[Stored data entries]
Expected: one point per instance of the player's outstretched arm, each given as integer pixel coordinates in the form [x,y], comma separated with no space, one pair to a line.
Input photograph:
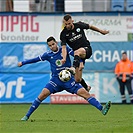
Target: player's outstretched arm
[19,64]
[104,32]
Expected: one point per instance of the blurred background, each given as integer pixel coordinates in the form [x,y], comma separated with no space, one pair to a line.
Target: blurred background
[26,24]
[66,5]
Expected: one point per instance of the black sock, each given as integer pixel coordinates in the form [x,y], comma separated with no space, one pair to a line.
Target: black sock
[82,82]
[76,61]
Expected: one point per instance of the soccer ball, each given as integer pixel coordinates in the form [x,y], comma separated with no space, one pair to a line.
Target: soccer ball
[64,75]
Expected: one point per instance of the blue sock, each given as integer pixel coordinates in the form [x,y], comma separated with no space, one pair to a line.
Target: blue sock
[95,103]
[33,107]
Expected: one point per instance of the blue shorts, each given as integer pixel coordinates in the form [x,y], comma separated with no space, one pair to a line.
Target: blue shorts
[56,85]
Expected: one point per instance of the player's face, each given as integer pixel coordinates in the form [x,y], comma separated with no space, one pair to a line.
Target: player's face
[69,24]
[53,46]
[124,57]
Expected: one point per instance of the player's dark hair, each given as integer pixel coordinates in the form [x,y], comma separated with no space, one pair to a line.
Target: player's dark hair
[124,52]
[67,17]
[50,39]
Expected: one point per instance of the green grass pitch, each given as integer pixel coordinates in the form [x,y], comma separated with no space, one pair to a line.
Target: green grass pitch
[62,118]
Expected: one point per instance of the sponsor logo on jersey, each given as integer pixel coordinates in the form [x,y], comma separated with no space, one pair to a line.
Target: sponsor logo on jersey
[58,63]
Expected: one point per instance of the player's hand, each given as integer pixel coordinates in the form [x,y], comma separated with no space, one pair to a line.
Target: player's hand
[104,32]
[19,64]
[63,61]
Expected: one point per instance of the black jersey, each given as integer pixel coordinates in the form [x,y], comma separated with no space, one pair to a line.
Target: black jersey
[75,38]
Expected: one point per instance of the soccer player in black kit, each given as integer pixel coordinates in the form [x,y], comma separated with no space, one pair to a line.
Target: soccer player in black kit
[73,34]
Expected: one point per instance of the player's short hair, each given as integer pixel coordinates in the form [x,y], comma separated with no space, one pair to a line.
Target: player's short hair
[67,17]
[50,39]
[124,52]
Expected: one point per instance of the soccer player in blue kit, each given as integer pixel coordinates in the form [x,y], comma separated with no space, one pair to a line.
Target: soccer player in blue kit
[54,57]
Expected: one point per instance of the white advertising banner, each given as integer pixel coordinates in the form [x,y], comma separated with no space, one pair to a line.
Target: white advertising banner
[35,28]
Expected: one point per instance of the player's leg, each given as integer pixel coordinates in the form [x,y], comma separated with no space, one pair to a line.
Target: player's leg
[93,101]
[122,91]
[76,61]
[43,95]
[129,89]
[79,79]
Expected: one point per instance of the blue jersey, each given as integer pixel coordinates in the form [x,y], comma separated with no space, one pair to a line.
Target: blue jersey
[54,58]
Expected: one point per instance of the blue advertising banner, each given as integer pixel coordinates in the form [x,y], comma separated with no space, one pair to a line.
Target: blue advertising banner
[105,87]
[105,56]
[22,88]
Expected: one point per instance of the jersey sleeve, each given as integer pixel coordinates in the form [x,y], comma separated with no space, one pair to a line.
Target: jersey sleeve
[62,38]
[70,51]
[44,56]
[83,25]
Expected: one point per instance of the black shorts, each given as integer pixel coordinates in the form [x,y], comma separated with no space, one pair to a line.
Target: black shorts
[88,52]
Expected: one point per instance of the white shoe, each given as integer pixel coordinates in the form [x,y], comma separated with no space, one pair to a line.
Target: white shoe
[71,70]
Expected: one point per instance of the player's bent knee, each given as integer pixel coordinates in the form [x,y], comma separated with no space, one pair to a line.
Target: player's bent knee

...

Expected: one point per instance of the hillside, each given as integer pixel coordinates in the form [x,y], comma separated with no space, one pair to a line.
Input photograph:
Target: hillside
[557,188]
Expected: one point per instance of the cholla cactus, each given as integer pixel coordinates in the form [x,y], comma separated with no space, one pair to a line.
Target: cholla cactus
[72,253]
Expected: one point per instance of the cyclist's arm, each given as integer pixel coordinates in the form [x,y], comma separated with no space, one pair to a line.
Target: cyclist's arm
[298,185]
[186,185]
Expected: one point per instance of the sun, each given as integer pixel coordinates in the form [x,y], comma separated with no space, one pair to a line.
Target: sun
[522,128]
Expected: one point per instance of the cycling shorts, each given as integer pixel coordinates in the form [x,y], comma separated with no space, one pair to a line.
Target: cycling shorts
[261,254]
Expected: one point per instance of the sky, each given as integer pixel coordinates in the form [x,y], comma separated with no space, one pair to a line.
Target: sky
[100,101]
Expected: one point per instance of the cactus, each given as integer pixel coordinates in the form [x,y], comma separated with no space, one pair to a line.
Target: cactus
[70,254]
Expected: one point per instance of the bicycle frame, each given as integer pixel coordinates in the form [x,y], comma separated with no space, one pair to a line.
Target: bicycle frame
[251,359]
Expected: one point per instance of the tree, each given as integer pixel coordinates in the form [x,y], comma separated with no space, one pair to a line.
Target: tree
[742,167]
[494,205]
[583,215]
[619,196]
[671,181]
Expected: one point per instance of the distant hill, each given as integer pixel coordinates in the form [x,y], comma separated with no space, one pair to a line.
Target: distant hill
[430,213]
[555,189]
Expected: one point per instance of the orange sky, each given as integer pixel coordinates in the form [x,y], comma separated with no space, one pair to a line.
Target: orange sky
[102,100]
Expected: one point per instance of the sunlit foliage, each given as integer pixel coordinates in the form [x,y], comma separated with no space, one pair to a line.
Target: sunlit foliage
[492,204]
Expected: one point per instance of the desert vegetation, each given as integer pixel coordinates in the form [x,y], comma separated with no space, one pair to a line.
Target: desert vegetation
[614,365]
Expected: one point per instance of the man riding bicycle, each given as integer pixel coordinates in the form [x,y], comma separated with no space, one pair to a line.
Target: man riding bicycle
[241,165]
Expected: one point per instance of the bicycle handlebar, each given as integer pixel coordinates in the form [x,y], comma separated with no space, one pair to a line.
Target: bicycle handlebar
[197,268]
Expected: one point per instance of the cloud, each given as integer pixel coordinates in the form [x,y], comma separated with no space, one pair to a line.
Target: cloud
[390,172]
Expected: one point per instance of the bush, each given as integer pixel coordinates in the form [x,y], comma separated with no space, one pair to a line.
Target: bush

• Task to carry out: Go through the records above and copy each line where "knee" is found.

• Exercise output:
Expected: one point per instance of the player's bent knee, each given as integer pixel coordinates in the form [x,y], comma separated with no space, one pair to a line.
Target: player's bent knee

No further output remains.